* [Try it]: Repeat each record exactly, skipping the pictures.
BEGIN Task input
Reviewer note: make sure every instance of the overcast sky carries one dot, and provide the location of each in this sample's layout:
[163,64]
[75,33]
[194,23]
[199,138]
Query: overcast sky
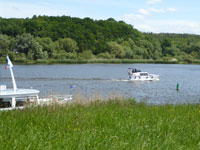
[172,16]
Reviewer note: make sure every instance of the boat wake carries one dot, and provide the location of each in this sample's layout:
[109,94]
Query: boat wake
[120,80]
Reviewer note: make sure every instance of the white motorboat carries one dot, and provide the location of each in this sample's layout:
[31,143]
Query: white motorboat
[137,75]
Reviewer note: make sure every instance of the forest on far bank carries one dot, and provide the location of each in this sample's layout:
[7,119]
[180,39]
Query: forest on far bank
[71,38]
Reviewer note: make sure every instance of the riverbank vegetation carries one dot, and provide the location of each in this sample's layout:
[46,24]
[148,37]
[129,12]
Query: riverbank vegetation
[43,39]
[112,124]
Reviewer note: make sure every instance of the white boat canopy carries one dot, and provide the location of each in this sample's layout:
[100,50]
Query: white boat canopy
[16,92]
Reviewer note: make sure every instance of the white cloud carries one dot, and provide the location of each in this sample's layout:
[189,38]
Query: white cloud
[23,10]
[157,10]
[163,26]
[171,9]
[153,1]
[133,18]
[143,11]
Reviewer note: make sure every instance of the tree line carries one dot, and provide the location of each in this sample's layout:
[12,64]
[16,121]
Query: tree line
[47,37]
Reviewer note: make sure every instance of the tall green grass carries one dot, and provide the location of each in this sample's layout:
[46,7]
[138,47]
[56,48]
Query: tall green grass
[112,124]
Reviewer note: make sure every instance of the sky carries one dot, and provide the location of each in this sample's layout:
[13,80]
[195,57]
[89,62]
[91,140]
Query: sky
[157,16]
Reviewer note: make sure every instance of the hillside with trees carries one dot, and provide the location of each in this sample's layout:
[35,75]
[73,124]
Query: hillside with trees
[70,38]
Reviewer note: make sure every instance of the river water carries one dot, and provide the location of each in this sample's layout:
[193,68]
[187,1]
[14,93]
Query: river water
[110,80]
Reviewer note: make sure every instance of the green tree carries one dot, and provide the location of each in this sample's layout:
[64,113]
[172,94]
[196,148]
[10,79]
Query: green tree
[68,45]
[116,49]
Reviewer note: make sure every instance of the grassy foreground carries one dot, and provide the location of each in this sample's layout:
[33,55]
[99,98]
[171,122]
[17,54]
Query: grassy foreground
[115,124]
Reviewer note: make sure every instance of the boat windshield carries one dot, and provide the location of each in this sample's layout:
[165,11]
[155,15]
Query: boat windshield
[143,74]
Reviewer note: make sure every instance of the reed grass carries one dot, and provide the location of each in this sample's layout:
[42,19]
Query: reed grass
[112,124]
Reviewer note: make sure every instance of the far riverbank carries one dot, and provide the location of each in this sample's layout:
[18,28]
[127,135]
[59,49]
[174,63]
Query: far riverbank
[96,61]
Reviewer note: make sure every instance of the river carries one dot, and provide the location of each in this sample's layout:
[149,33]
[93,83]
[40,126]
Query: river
[109,80]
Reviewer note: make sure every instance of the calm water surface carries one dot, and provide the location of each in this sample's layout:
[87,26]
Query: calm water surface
[108,80]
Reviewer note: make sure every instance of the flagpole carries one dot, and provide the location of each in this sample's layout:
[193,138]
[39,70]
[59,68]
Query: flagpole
[13,79]
[10,65]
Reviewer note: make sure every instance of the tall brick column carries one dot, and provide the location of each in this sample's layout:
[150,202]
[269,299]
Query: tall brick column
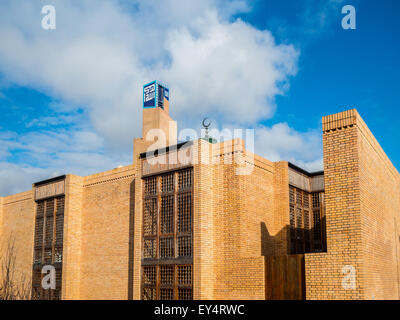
END Task input
* [Solution to this task]:
Reviewer note: make sure every instance of the overcast sky carries one dot, and provide the location of each in this sample's layout:
[163,64]
[75,33]
[194,23]
[199,138]
Query: overcast sky
[172,16]
Reviewer note: make sure every instance of the boat wake carries one dot, and provide the location of each in this sample's layout:
[109,94]
Query: boat wake
[120,80]
Reviewer note: make sure every instance of the white motorboat carries one dot, and provide the location of each in this sample's layout:
[31,143]
Query: white motorboat
[137,75]
Reviewer note: make sure every instance of the forest on far bank carries one dot, and provide the location of each in this sample's layout:
[7,119]
[180,39]
Query: forest on far bank
[71,38]
Reviewer note: make sure every instance of the riverbank vegetation carries one dot, and provide the location of each in this sample's layout:
[46,24]
[148,37]
[129,12]
Query: riverbank vegetation
[43,39]
[112,124]
Reviewer note: make sure every instance of the white boat canopy carries one dot, and provide the location of each in this sample's layout:
[100,50]
Query: white boat canopy
[16,92]
Reviewer note: make sure every instance of the white cloud carries one dot, and provide the location of each in this sample's layout:
[189,38]
Query: white cloud
[23,10]
[157,10]
[163,26]
[171,9]
[153,1]
[133,18]
[143,11]
Reviewer note: make sure every instance of the tree line carries one dot, and provide the location of each in this sample's layout:
[12,64]
[16,121]
Query: tree line
[47,37]
Reviewer note: make sure every instance of the tall green grass carries one dot, and provide the location of each in this sample's layout:
[46,7]
[138,47]
[56,48]
Query: tall green grass
[112,124]
Reviewer note: make sure every instance of the sky carries one dot, and provide the location of each in this sample's layout:
[13,80]
[195,57]
[89,62]
[91,140]
Query: sky
[157,16]
Reviewer note: make sure every instance of the hillside with trees carries one dot, and provide the location of each in this sample's layout:
[35,75]
[73,124]
Query: hillside with trees
[70,38]
Reviewer note: make sure every instance of the river water carries one dot, and provide the location of each in this sample's layout:
[193,68]
[187,1]
[14,93]
Query: river water
[110,80]
Reviewer note: make sure every instance of the green tree carries one dot, and provide the location of each in this sample's layout:
[64,113]
[172,94]
[196,148]
[10,79]
Query: green tree
[68,45]
[116,49]
Reviewer note: make sure every instance of the grassy foreground carries one dot, and provide the location of each in this sample's layout:
[33,55]
[99,98]
[171,122]
[17,54]
Query: grassy foreground
[115,124]
Reviewer note: make sure every instance of the boat windshield carries one dot, and provide the location of each in this sample's layout:
[165,11]
[155,15]
Query: boat windshield
[143,74]
Reviewer note: make sure every instance of the reed grass carries one dot, and provide the location of each in this sample's layout:
[42,19]
Query: reed grass
[112,124]
Reviewer note: make sure every instance of the far riverbank carries one dot, and provide the location of each in this sample's layout:
[18,28]
[127,135]
[59,49]
[174,63]
Query: far riverbank
[96,61]
Reviewer note: make sure every instance of the river carries one dot, and provide the location of each in this sample's layout:
[149,33]
[93,83]
[40,126]
Query: river
[109,80]
Reviewer note: make sure every instance of the calm water surface carries one dot, and provide the location of each in this sample's layout:
[87,26]
Query: calm water surface
[108,80]
Reviewer note: make sure every instance of the flagpole carries one dot, and provide the location of each in this sample's layout:
[193,138]
[39,70]
[59,68]
Query: flagpole
[13,79]
[10,65]
Reviewer note: make sure every instance of the tall brick column carries one dot, and provide the location of each in this sample's layout:
[150,202]
[269,299]
Query: tall brick column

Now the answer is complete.